# [READING TEXT]

04:43 PM on 05/08/2012
There are several significant issues in this piece; one of which is something that cuts to the heart of the vision of a university and its role in the production and exchange of knowledge. Treating a university like a corporation and allowing individuals outside of it to control research agendas and so on is deeply disturbing. It's hard not to see some similarities in the relationship between university and corporation in this instance and that of the Medieval universities and Church historically.

# [GIVEN INFORMATION]
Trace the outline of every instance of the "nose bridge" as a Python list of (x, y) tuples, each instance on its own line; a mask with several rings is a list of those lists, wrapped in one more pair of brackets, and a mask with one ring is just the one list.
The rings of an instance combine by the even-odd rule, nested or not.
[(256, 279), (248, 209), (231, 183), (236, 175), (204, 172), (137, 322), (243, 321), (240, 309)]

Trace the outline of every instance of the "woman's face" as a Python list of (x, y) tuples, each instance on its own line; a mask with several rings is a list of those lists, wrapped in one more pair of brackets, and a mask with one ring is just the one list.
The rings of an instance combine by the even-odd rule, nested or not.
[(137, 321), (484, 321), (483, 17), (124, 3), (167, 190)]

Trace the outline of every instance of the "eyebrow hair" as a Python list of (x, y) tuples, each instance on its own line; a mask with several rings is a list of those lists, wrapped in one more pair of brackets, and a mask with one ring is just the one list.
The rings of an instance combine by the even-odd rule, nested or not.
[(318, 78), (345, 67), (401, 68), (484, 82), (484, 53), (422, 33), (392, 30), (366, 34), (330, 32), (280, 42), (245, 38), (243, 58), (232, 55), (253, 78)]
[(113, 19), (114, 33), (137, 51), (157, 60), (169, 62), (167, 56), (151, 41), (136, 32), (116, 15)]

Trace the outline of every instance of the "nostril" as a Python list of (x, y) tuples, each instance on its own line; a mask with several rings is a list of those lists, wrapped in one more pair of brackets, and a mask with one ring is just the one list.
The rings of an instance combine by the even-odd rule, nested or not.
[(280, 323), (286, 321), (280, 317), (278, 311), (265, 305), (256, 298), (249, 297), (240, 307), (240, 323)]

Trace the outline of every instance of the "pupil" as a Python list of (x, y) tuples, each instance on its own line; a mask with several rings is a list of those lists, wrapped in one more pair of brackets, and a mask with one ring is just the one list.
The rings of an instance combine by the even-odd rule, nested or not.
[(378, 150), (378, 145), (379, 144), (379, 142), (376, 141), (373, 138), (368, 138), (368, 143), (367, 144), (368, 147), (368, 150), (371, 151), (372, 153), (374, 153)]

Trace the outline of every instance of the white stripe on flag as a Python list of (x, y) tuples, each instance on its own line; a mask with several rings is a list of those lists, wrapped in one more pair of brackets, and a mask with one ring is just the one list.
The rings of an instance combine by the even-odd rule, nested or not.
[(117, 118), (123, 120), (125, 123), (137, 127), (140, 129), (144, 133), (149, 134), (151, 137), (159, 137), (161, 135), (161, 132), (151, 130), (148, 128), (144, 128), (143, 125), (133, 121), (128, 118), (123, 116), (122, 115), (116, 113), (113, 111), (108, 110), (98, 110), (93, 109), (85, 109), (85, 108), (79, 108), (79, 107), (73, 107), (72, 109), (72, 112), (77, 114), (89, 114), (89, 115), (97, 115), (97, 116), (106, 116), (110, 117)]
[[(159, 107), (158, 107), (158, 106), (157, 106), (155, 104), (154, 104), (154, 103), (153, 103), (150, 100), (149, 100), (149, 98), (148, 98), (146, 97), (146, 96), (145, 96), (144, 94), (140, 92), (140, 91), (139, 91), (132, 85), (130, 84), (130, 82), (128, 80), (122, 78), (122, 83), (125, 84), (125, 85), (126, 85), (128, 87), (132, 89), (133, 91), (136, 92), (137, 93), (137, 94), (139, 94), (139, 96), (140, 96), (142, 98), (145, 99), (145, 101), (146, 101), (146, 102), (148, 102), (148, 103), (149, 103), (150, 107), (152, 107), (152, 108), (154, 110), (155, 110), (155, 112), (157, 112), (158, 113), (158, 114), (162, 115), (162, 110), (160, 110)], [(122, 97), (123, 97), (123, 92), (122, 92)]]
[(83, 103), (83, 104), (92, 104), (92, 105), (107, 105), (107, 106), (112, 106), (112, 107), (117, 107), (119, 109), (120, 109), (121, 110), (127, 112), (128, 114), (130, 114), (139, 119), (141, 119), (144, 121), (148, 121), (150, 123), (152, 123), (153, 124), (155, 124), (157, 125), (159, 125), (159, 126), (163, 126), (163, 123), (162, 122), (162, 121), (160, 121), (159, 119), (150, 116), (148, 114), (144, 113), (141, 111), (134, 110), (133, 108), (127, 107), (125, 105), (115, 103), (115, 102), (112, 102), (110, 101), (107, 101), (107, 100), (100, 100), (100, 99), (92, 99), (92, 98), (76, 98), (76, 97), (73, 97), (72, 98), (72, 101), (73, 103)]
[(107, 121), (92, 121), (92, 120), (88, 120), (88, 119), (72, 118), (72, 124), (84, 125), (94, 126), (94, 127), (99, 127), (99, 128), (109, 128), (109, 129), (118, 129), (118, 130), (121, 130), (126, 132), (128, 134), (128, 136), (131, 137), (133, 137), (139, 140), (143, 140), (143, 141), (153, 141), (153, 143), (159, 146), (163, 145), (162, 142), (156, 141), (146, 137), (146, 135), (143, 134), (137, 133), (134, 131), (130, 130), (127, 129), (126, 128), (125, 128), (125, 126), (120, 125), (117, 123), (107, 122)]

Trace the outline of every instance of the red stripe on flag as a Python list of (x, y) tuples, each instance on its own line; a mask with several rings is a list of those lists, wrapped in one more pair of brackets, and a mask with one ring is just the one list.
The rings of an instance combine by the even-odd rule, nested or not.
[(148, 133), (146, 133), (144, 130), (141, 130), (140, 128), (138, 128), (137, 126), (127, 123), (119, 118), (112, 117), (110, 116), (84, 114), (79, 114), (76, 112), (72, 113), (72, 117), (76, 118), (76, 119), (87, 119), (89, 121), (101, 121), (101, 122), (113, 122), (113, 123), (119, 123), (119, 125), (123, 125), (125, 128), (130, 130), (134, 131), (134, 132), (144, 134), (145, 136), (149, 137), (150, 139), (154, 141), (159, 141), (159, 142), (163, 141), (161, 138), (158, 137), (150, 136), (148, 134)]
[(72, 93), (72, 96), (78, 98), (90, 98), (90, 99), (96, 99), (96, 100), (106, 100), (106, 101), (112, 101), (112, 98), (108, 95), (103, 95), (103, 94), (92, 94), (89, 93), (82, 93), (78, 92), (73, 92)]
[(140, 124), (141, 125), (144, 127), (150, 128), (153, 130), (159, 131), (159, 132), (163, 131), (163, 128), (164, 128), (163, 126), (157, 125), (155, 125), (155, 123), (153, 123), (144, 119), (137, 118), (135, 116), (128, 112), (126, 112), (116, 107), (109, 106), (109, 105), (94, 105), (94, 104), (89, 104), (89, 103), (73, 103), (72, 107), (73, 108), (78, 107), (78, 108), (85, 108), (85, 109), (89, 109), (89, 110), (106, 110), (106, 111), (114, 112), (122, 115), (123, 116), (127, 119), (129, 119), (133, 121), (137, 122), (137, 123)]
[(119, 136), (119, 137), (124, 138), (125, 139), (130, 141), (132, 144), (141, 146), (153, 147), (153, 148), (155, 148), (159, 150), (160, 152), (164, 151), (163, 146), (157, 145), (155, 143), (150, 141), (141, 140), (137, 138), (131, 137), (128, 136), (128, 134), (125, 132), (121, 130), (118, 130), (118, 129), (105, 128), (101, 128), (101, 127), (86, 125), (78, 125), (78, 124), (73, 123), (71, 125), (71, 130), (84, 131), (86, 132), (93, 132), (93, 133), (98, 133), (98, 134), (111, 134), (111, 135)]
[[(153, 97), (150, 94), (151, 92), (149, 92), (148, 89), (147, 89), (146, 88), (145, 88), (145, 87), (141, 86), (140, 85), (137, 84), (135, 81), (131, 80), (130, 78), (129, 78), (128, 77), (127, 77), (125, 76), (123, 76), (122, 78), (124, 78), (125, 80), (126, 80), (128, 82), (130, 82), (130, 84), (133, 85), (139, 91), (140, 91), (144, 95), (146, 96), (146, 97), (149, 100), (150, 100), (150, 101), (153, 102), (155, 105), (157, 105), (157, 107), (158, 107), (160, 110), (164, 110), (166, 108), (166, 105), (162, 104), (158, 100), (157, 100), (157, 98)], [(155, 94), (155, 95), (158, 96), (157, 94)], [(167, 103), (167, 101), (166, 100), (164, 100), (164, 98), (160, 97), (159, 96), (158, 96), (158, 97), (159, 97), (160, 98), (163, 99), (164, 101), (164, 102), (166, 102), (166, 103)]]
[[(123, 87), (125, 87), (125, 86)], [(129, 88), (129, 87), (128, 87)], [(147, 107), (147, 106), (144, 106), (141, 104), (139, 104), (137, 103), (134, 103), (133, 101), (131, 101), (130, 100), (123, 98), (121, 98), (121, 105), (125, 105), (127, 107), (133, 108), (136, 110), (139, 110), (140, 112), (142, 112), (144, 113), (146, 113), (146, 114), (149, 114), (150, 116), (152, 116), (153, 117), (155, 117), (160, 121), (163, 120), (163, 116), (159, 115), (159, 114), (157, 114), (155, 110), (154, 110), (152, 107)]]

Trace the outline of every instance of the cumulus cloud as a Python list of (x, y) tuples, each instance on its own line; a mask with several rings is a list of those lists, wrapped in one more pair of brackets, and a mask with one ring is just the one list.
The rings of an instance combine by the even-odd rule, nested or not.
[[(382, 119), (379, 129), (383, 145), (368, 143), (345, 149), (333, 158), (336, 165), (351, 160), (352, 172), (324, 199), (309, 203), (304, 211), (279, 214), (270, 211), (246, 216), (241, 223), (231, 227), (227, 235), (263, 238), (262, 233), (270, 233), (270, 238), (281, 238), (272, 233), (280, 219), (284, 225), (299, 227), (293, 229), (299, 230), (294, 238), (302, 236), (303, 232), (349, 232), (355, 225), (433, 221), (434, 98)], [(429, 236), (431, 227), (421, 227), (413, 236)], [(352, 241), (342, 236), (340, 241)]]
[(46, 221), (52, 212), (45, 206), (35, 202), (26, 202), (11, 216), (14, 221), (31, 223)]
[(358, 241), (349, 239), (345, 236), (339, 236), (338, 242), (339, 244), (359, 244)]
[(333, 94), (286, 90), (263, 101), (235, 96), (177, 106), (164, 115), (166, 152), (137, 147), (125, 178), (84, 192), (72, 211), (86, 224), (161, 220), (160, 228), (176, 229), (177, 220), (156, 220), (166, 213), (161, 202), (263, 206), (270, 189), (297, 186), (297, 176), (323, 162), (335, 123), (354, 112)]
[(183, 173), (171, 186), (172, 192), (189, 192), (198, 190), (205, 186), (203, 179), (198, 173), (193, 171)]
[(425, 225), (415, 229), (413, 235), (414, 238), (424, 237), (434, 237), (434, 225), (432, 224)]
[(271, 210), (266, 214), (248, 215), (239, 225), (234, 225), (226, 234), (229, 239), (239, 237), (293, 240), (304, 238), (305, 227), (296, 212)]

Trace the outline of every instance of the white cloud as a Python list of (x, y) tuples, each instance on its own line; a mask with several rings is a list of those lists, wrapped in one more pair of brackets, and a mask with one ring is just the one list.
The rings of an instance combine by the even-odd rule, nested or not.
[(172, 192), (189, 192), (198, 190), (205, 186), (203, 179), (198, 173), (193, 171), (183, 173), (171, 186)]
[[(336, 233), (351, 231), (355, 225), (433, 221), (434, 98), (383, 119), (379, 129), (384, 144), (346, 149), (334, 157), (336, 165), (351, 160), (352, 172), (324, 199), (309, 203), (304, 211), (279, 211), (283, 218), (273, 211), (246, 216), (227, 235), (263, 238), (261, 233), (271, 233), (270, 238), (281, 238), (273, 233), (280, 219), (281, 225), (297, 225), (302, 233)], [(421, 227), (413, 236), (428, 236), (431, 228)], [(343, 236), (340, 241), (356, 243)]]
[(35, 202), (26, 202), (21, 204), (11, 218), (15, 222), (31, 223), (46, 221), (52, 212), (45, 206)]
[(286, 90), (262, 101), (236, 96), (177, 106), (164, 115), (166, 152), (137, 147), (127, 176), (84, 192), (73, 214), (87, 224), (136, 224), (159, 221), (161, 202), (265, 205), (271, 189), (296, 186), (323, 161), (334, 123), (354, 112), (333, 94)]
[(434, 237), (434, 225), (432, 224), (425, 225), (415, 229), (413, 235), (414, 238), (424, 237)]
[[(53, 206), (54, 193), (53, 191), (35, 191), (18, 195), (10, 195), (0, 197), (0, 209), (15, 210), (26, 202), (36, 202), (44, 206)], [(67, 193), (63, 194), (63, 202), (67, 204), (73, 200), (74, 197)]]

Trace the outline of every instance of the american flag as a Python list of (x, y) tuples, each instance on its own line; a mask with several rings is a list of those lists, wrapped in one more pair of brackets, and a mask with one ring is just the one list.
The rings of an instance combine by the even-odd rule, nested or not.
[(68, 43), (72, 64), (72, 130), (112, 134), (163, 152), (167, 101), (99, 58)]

# [PROBLEMS AND TASKS]
1) From the comment on universities and corporations, extract the passage starting at "04:43 PM on" and ending at "and Church historically.".
2) Answer these questions about the comment on universities and corporations:
(a) At what time and on what date was the comment posted?
(b) How does the comment describe treating a university like a corporation and letting outsiders control research agendas?
(c) To what historical relationship does the comment compare the one between university and corporation?
The rows are separate material with no connection to the comment on universities and corporations.

# [RESULTS BY TASK]
1)
04:43 PM on 05/08/2012
There are several significant issues in this piece; one of which is something that cuts to the heart of the vision of a university and its role in the production and exchange of knowledge. Treating a university like a corporation and allowing individuals outside of it to control research agendas and so on is deeply disturbing. It's hard not to see some similarities in the relationship between university and corporation in this instance and that of the Medieval universities and Church historically.

2)
(a) 04:43 PM on 05/08/2012
(b) As deeply disturbing
(c) The relationship between the Medieval universities and the Church